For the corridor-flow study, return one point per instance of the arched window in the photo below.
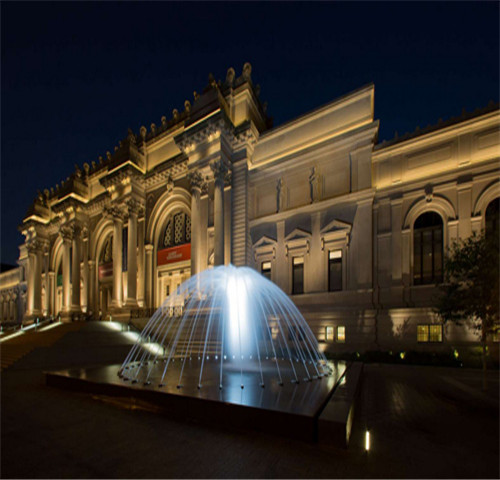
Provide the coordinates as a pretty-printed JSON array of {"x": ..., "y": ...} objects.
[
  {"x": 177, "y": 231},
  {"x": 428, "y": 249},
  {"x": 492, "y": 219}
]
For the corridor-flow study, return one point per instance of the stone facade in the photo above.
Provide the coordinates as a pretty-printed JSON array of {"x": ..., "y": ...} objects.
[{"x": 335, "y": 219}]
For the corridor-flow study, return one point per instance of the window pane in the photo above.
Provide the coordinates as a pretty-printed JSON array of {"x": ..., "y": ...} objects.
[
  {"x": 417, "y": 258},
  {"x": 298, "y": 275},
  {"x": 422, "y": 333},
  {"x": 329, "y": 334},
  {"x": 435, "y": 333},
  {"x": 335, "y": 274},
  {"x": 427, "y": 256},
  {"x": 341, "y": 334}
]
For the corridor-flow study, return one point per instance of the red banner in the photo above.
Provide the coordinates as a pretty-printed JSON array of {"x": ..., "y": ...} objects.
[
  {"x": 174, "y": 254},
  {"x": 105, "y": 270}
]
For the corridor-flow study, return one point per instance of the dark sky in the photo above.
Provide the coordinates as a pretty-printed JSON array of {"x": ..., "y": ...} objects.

■ ■ ■ ■ ■

◆ Task requirements ◆
When pictures appear in the records above, leave them out and reproduce exactly each line from the first through the line containing "pane in the photo above.", both included.

◆ Problem solution ◆
For the corridor-flow study, return one point per instance of the arched window in the photo below.
Provide the coordinates as a pretty-printed JSON array of {"x": ..., "y": ...} objects.
[
  {"x": 177, "y": 231},
  {"x": 428, "y": 249},
  {"x": 492, "y": 219}
]
For the corridor-flow study, return one point per instance of the stone facade in the photo above.
Provide the coordinates as a pretty-printed JSON array of {"x": ..., "y": ...} objects.
[{"x": 335, "y": 219}]
For the corridor-flow study, return one point per instance of the window pane in the photo above.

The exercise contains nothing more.